----- Data for analysis -----

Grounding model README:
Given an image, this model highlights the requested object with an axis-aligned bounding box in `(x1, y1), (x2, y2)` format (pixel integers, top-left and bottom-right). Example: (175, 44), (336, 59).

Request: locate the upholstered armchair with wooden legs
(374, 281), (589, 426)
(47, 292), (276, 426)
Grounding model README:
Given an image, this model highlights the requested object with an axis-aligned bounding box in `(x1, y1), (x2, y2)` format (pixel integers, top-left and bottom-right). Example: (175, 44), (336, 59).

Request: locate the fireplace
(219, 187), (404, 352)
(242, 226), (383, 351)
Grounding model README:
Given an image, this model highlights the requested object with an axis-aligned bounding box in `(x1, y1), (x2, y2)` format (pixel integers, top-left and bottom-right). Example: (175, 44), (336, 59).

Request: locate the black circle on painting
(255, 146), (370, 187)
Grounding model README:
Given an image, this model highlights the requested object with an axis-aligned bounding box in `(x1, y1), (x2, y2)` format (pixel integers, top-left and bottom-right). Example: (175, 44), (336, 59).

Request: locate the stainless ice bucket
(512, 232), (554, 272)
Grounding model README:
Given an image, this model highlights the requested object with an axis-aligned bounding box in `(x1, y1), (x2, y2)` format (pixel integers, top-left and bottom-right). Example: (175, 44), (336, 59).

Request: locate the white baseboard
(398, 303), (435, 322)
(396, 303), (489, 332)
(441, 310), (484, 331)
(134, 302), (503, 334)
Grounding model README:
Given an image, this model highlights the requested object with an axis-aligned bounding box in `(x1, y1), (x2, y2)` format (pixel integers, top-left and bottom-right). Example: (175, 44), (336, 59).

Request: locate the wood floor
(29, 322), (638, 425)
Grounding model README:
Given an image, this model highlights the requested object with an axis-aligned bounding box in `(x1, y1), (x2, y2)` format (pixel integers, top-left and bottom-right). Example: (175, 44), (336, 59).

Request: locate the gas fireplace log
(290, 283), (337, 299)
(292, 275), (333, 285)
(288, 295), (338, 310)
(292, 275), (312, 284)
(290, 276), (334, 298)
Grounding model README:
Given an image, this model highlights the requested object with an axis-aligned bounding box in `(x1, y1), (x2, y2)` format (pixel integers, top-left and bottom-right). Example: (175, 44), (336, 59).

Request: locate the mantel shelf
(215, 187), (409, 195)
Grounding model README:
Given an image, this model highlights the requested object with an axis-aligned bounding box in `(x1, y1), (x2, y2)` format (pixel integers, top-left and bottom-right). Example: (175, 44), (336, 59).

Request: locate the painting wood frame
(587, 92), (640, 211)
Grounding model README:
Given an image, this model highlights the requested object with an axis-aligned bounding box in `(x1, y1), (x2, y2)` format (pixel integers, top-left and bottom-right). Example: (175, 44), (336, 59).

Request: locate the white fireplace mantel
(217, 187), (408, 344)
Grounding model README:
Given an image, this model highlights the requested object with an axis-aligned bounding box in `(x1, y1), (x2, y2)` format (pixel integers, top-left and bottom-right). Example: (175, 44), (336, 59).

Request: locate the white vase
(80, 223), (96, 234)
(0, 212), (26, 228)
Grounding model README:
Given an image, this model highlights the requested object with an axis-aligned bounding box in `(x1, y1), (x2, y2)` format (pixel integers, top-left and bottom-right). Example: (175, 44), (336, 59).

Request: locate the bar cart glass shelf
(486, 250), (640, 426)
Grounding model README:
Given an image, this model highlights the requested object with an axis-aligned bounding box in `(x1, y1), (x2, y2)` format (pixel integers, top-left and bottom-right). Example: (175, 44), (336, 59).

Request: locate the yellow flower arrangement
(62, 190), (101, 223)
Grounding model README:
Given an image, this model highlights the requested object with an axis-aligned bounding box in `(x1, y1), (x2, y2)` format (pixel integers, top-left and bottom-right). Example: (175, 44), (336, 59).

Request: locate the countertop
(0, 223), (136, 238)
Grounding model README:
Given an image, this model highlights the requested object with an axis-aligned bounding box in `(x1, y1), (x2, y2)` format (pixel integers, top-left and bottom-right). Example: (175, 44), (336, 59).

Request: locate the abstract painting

-----
----- Data for analysis -----

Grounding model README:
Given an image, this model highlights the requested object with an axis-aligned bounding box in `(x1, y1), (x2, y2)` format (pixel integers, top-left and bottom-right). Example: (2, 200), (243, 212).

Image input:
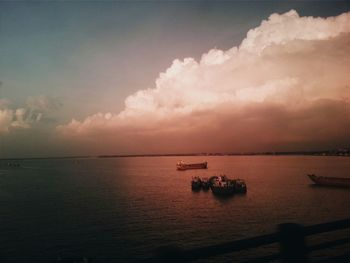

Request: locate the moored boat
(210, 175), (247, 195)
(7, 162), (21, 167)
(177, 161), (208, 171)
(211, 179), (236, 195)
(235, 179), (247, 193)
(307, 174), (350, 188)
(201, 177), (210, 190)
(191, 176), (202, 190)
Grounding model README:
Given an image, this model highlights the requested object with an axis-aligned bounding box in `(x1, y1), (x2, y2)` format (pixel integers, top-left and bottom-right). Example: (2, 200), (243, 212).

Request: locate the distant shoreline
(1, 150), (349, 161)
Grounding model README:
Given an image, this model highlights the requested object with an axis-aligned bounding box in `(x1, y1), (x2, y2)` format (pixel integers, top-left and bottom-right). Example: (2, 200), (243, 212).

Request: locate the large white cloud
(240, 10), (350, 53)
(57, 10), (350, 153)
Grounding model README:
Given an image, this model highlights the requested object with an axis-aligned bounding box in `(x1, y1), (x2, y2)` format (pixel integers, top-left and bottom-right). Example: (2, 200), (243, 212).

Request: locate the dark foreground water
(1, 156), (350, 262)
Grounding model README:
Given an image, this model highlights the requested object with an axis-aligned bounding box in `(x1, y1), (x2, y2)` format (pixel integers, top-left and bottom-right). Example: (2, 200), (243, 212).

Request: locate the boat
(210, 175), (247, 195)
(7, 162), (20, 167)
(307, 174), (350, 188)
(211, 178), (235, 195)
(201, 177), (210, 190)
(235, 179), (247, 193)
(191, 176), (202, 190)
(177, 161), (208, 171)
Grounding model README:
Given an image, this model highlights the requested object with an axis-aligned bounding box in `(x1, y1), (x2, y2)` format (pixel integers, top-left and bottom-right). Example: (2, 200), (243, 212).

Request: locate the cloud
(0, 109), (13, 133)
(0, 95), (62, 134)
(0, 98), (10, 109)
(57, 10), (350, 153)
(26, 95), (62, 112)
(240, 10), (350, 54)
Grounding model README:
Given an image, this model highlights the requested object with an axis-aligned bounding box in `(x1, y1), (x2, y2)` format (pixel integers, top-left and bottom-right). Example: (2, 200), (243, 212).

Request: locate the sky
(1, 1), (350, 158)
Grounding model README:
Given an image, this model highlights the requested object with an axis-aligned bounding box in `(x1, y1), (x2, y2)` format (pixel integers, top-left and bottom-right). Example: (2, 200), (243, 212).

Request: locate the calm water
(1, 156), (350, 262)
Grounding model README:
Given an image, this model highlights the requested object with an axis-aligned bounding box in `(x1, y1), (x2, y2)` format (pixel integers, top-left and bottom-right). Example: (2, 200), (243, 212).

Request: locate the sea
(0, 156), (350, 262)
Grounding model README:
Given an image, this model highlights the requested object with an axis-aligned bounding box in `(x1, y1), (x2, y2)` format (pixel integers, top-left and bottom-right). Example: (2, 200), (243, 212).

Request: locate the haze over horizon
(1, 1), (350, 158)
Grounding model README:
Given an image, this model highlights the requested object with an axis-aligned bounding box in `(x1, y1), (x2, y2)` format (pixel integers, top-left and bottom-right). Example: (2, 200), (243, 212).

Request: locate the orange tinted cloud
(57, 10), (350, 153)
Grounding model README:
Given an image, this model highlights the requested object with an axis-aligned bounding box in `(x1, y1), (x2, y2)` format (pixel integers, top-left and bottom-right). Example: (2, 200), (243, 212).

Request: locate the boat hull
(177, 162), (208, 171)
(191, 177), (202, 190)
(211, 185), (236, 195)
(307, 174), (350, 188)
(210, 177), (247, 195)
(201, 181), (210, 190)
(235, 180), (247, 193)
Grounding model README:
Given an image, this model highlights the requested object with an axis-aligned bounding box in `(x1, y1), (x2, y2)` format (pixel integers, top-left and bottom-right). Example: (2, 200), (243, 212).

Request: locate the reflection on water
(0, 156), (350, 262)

-----

*Exercise description:*
From the data above, output exactly the lines between the one containing "Request: locate the bar cart glass shelf" and the one containing "Request: locate the abstract painting", counting both of them.

*Problem solution:*
Request: locate the bar cart glass shelf
(486, 250), (640, 426)
Grounding model README:
Given an image, this model highlights the requested object with an axis-aligned bounding box in `(x1, y1), (x2, y2)` format (pixel integers, top-left and bottom-right). Example: (175, 44), (336, 59).

Request: locate the yellow flower arrangement
(62, 190), (101, 223)
Grounding model README:
Given an image, this model highlights the requested object with an axis-aligned bounding box in `(x1, y1), (x2, y2)` format (pixel integers, top-left and bottom-right). Example: (175, 44), (336, 59).

Request: locate the countertop
(0, 223), (136, 238)
Grounding model README:
Given an image, this model highlights the requested object with an axis-aligned bounding box in `(x1, y1), (x2, y2)` format (pixel integers, top-left and bottom-right). Example: (175, 44), (336, 59).

Request: locate the abstract painting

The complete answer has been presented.